Stated problem A
Please quote the pgbench thread between "17 ноября 2025" and "want to use.", inclusive.

Обсуждение: parallel data loading for pgbench -i

Поиск

Список

Период

Сортировка

parallel data loading for pgbench -i

От

Mircea Cadariu

Дата:

17 ноября 2025 г., 15:46:12

Hi,

I propose a patch for speeding up pgbench -i through multithreading.

To enable this, pass -j and then the number of workers you want to use.

Here are some results I got on my laptop:


master

---

-i -s 100
done in 20.95 s (drop tables 0.00 s, create tables 0.01 s, client-side 
generate 14.51 s, vacuum 0.27 s, primary keys 6.16 s).

-i -s 100 --partitions=10
done in 29.73 s (drop tables 0.00 s, create tables 0.02 s, client-side 
generate 16.33 s, vacuum 8.72 s, primary keys 4.67 s).


patch (-j 10)

---

-i -s 100 -j 10
done in 18.64 s (drop tables 0.00 s, create tables 0.01 s, client-side 
generate 5.82 s, vacuum 6.89 s, primary keys 5.93 s).

-i -s 100 -j 10 --partitions=10
done in 14.66 s (drop tables 0.00 s, create tables 0.01 s, client-side 
generate 8.42 s, vacuum 1.55 s, primary keys 4.68 s).

Items

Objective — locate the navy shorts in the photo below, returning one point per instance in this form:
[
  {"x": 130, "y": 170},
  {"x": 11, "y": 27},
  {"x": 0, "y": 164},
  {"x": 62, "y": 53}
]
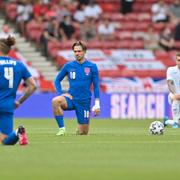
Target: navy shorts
[
  {"x": 6, "y": 123},
  {"x": 82, "y": 109}
]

Stated problem B
Print all the records that follow the pgbench thread word for word, omitting the pictures.

Worked solution A
17 ноября 2025 г., 15:46:12

Hi,

I propose a patch for speeding up pgbench -i through multithreading.

To enable this, pass -j and then the number of workers you want to use.

Worked solution B
Objective — locate the navy shorts in the photo below, returning one point per instance in this form:
[
  {"x": 130, "y": 170},
  {"x": 11, "y": 27},
  {"x": 0, "y": 164},
  {"x": 62, "y": 53}
]
Target: navy shorts
[
  {"x": 6, "y": 123},
  {"x": 82, "y": 109}
]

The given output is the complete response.